--- start of THE RECORDS ---

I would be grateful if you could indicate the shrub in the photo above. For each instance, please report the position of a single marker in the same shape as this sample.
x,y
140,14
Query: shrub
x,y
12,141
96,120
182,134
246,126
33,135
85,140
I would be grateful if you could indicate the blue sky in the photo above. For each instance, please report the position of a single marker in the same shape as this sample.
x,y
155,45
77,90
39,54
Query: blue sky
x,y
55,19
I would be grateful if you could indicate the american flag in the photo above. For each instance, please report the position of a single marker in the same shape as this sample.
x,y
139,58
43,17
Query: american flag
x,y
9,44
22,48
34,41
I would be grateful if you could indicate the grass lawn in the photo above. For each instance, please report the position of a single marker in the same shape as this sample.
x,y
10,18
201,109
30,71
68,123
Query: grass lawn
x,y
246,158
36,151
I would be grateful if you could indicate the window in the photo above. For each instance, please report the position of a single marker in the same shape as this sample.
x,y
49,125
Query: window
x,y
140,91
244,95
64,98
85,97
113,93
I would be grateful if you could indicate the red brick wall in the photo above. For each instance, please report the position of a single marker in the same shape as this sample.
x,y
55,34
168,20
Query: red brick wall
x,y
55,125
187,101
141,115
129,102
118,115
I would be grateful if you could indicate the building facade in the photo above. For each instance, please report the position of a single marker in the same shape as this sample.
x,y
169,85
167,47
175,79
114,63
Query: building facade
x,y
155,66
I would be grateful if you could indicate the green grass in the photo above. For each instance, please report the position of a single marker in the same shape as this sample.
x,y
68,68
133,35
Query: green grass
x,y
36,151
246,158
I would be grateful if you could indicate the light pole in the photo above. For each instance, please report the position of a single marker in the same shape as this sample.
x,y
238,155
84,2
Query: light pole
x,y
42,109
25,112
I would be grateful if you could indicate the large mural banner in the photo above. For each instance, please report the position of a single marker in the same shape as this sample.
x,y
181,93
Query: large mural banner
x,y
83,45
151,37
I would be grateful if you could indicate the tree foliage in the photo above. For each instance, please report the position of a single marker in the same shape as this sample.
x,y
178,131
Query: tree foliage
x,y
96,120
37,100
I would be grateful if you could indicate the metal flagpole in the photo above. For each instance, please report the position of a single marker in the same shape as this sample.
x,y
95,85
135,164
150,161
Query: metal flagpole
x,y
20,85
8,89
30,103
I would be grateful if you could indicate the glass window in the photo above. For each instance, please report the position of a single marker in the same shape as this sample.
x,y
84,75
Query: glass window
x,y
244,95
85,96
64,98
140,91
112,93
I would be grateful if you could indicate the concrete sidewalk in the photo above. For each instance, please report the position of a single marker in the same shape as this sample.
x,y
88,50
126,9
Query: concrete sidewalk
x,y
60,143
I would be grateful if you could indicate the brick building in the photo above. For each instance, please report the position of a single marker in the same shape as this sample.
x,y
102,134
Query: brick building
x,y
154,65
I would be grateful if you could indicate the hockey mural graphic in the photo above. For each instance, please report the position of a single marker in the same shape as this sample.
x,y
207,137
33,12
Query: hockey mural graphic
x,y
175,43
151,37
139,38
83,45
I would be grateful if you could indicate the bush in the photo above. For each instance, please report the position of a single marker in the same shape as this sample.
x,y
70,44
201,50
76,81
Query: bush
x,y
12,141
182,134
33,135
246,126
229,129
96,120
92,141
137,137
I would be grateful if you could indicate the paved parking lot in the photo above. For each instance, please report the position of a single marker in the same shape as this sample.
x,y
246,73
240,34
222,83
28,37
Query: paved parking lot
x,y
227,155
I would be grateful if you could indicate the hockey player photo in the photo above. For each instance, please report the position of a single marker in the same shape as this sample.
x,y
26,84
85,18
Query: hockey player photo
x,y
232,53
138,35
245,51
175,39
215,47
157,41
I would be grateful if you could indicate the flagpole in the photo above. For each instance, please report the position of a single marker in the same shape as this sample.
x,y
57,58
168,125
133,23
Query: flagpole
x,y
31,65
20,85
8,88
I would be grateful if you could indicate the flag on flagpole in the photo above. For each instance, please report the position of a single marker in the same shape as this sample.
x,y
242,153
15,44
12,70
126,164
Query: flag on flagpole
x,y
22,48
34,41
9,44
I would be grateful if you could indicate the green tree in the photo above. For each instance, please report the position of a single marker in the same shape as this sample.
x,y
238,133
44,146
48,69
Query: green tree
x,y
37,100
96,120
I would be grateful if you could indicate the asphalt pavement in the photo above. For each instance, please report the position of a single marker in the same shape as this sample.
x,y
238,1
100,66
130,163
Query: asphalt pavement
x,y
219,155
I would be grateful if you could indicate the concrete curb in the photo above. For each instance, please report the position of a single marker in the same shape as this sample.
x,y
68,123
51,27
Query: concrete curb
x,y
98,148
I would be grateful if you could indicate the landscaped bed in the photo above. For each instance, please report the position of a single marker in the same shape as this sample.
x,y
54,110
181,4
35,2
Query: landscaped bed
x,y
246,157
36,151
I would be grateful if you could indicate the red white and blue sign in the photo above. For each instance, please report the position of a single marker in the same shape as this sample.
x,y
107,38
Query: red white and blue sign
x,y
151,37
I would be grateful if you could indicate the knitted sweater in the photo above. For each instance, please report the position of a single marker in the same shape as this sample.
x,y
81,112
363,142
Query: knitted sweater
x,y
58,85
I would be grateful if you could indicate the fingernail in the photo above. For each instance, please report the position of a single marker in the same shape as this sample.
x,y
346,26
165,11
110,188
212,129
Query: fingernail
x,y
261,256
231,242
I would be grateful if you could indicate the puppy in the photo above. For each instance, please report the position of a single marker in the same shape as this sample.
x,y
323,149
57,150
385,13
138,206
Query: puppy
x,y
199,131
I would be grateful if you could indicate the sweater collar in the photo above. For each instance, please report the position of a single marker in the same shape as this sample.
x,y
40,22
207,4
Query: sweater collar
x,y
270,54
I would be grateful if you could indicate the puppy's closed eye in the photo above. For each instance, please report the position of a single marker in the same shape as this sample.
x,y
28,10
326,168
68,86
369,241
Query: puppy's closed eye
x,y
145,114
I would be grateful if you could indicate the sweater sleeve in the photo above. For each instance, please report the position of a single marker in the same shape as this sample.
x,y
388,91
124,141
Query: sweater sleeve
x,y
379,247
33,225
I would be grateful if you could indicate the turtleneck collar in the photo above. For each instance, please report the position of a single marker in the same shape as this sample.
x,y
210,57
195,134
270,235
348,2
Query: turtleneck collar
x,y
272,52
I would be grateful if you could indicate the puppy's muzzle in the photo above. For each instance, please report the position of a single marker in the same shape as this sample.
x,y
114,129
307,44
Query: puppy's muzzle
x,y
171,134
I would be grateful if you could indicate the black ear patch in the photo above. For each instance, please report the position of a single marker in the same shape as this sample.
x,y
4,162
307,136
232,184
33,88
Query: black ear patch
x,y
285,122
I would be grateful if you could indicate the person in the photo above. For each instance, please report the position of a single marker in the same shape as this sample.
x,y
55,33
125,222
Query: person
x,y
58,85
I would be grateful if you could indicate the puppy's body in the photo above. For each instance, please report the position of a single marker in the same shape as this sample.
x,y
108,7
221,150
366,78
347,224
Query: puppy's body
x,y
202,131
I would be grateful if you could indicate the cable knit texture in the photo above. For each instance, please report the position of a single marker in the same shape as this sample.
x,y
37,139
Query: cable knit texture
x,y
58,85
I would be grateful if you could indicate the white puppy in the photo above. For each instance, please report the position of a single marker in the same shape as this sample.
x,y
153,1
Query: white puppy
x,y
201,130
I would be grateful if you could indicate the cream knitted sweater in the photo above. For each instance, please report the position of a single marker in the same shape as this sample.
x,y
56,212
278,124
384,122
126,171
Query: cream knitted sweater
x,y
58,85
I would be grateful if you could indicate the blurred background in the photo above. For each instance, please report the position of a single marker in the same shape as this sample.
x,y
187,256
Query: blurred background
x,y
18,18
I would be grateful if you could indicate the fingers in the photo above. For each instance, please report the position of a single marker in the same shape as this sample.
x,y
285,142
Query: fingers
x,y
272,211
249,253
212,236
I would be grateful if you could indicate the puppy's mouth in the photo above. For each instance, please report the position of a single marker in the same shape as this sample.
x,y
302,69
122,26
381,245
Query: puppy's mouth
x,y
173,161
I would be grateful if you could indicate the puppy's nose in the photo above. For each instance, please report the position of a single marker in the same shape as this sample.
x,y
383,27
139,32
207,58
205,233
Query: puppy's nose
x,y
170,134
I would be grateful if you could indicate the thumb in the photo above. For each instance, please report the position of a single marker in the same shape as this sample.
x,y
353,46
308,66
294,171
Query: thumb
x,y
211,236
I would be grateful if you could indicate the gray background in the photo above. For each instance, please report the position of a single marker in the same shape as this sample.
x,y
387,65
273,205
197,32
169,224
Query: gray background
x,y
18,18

--- end of THE RECORDS ---

PROMPT :: Write out the rows exactly as they stand, from the line containing "I would be grateful if you could indicate the gray" through the end of the rows, including both ends.

TASK OUTPUT ::
I would be grateful if you could indicate the gray background in the photo above. For each instance, please report the position of a single marker in the same shape as this sample.
x,y
387,65
273,205
197,32
169,224
Query: gray background
x,y
18,18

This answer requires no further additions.